__UIT TE VOEREN TAKEN__
a) In welke plaats staat Museum de Baan volgens de tekst over blauw geschilderde muren?
b) Neem uit de tekst over blauw geschilderde muren letterlijk het gedeelte over van "Blauw verjaagt de" tot en met "dacht ik toen.".
c) Welke fietsonderdelen noemt de tekst over blauw geschilderde muren als voorwerpen in Museum de Baan?
══ DOCUMENTTEKST
Blauw verjaagt de duivel.
In het voorjaar van 2015 was ik op een voorjaarsfair in Twisk bij het stationnetje van de stoomtram Hoorn-Medemblik. Tijdens deze voorjaarsfair was de in originele staat gerestaureerde stal en melkruimte van een West-Friese boerderij opengesteld voor bezoekers.
De blauw geschilderde muren vielen op. Een mooie streek traditie dacht ik toen.
Twee dagen later fietsten we door Oostwoud. Museum de Baan, dat de andere dagen nog gesloten was stond nu open. Dit museum in Oostwoud is een klein particulier museum. De eigenaar heeft zijn hele leven allerlei zaken verzameld en stelt die ten toon in de schuur achter zijn huis. Het is niet groot, maar wat staat er veel. Niet alleen dynamo’s, ventielen, assen achterlichten of koplampen van fietsen. Ook heel veel unieke en bijzondere voorwerpen uit West-Friesland zijn er tentoongesteld. Ik vroeg naar de oorsprong van de blauwe schildering in de boerderij die ik gezien had.
════
══ GEËXTRAHEERDE GEGEVENS
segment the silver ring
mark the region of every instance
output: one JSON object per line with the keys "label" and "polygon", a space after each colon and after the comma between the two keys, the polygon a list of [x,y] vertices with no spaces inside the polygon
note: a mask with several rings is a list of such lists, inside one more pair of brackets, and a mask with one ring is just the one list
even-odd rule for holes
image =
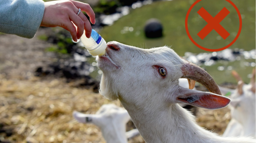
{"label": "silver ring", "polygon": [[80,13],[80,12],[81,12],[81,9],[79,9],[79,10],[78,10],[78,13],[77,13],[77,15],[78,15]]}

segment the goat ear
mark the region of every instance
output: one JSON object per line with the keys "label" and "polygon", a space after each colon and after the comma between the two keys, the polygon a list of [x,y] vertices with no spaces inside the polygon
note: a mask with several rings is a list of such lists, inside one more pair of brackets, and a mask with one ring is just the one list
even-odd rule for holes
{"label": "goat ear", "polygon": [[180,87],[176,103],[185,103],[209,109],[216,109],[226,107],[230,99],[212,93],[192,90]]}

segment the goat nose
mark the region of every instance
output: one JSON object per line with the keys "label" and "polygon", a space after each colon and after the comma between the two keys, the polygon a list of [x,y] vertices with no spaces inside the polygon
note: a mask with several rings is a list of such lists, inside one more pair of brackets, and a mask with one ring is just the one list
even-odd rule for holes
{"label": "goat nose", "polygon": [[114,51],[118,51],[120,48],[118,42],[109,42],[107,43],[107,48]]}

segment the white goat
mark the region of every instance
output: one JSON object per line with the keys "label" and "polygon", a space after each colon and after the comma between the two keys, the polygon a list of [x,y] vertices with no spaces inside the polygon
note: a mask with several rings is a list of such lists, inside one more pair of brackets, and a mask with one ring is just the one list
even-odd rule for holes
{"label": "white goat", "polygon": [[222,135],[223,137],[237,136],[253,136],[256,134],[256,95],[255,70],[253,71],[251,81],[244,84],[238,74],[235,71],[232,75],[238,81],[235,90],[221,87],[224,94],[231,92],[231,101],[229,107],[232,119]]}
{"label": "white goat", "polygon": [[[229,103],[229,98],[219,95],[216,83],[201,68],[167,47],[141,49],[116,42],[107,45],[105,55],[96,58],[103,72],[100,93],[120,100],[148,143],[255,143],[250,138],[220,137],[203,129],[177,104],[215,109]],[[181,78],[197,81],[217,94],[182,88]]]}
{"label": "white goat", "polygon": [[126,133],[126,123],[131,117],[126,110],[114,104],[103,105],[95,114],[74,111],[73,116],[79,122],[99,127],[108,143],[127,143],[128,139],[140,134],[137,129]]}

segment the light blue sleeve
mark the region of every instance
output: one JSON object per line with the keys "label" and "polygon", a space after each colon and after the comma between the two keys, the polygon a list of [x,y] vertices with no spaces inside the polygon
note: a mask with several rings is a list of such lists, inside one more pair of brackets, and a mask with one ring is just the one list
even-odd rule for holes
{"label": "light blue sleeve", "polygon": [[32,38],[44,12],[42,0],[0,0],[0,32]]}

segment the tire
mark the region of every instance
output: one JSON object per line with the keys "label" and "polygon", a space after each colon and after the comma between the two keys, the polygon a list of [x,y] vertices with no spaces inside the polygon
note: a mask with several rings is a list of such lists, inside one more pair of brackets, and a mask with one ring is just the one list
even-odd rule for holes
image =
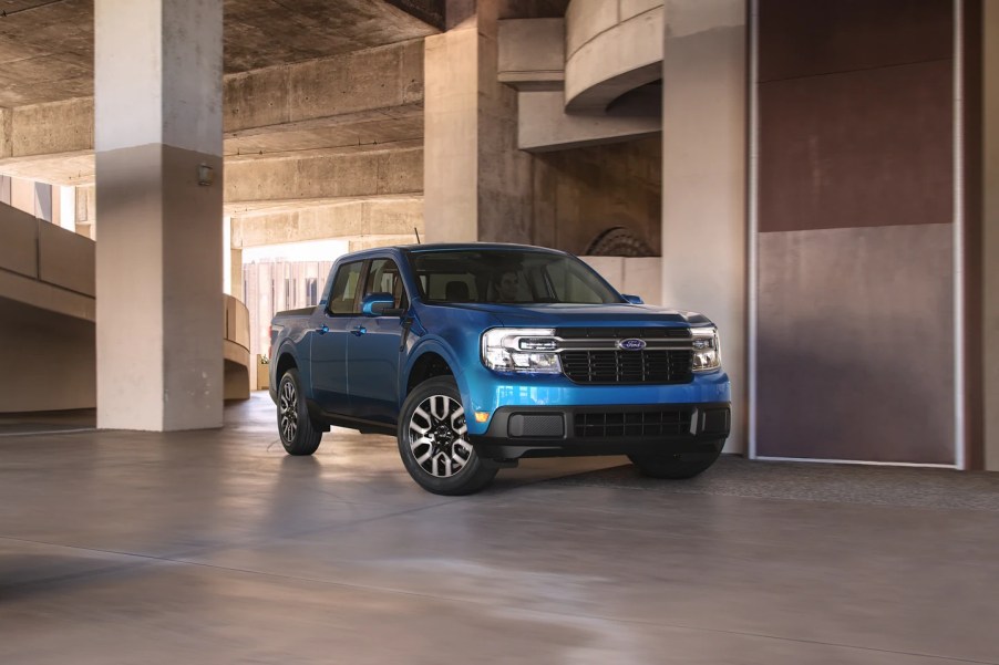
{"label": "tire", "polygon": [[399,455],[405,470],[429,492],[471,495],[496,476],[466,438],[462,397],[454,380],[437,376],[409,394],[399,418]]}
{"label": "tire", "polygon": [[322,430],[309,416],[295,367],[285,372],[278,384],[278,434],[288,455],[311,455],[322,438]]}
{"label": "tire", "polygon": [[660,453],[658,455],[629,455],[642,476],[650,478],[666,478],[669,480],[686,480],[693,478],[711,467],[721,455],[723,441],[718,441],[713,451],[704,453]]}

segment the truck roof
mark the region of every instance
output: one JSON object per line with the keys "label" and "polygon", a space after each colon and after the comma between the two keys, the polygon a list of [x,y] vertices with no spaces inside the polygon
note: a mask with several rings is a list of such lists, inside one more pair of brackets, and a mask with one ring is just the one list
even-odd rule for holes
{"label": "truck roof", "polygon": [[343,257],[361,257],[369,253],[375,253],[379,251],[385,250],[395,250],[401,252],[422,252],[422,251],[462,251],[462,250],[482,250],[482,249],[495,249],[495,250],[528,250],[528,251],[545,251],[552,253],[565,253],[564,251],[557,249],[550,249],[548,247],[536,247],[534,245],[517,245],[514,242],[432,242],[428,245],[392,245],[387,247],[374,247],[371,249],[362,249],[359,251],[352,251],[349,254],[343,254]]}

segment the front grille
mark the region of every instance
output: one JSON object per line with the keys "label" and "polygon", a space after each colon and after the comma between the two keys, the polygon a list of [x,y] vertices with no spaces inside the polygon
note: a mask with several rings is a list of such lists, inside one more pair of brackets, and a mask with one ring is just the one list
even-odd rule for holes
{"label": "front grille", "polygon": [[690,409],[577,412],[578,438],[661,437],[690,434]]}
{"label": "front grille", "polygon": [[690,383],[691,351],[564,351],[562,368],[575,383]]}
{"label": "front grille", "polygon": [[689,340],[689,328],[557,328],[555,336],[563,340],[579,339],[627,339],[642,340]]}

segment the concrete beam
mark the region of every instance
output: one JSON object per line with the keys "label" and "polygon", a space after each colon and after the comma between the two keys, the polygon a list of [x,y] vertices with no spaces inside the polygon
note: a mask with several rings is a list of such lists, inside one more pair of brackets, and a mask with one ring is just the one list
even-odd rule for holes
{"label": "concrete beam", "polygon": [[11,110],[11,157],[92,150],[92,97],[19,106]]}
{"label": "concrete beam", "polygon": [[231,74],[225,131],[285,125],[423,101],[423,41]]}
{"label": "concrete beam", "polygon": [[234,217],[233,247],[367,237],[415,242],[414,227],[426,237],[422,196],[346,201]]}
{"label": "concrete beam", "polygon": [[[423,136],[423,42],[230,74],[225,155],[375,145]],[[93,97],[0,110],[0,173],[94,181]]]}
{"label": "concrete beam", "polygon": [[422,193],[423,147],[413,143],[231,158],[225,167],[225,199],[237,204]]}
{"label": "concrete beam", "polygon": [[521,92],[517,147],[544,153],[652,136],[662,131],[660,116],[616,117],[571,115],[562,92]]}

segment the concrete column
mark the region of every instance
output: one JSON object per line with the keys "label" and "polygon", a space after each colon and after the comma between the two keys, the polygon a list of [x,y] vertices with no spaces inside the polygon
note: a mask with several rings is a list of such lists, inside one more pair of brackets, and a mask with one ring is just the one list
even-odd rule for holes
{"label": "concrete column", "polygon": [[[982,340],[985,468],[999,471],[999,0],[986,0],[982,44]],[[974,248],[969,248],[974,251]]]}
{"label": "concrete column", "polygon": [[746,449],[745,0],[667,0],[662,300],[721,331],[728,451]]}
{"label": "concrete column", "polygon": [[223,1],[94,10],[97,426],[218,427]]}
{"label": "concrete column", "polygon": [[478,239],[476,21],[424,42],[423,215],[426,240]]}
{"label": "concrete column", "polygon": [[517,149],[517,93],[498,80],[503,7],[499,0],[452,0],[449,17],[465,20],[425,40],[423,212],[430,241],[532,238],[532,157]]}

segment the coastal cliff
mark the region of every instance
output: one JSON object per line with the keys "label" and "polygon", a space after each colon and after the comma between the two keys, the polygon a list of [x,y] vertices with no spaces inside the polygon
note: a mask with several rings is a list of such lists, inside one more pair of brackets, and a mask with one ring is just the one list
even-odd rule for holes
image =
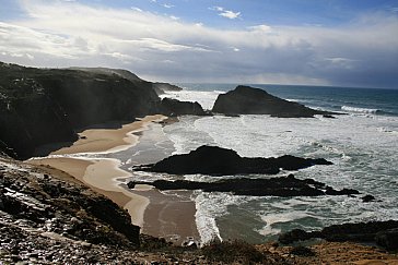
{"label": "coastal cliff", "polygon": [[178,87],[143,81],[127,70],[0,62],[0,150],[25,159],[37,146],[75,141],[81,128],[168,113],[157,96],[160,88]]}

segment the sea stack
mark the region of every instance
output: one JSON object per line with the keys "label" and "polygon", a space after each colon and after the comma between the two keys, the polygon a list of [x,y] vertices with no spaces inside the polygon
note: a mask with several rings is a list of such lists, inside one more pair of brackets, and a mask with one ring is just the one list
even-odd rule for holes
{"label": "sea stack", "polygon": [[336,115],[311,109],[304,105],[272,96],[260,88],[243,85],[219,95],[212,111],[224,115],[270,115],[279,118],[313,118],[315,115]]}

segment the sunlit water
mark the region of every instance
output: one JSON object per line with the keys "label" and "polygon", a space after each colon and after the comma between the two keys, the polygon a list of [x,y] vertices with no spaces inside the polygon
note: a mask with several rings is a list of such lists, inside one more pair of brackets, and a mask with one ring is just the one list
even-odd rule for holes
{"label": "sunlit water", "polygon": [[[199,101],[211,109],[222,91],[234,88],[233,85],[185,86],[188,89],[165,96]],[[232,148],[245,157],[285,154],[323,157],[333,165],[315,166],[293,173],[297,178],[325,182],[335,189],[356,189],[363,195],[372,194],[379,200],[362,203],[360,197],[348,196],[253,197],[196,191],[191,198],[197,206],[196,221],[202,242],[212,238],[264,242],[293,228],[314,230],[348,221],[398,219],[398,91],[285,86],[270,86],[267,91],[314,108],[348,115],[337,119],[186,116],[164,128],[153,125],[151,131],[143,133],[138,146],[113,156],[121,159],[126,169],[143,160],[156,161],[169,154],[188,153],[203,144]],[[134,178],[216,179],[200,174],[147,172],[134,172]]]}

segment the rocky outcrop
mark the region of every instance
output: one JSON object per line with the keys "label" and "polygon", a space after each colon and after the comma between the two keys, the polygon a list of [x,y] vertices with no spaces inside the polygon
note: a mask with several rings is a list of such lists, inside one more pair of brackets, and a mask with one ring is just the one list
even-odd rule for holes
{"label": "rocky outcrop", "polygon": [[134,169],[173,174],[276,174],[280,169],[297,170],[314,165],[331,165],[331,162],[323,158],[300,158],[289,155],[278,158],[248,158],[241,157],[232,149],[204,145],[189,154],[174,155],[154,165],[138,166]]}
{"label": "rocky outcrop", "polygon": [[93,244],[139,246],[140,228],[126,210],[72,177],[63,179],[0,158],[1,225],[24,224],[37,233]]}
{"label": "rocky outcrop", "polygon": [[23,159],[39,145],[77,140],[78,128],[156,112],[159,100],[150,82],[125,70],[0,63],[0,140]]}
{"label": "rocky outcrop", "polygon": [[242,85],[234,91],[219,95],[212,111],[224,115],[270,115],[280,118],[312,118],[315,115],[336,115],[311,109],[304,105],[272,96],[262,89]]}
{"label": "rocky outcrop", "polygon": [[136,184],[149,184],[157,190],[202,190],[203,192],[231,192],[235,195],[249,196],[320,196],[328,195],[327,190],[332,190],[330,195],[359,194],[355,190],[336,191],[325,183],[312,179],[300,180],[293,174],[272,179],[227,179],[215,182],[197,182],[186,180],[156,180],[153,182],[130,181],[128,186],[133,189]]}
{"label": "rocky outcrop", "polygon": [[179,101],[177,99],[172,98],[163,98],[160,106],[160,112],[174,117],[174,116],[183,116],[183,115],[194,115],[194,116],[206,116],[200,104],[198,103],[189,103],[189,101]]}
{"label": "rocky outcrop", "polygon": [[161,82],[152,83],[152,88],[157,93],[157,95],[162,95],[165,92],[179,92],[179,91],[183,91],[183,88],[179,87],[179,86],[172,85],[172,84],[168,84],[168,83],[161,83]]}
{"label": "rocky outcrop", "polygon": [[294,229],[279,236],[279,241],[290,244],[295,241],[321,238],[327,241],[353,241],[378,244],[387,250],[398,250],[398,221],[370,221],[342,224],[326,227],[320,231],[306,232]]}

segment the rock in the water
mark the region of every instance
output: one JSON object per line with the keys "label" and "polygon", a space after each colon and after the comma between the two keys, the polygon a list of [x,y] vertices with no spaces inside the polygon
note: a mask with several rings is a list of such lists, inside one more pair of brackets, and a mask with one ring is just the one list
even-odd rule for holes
════
__ANTWOORDEN PER NUMMER__
a) In Oostwoud.

b)
Blauw verjaagt de duivel.
In het voorjaar van 2015 was ik op een voorjaarsfair in Twisk bij het stationnetje van de stoomtram Hoorn-Medemblik. Tijdens deze voorjaarsfair was de in originele staat gerestaureerde stal en melkruimte van een West-Friese boerderij opengesteld voor bezoekers.
De blauw geschilderde muren vielen op. Een mooie streek traditie dacht ik toen.

c) dynamo’s, ventielen, assen, achterlichten, koplampen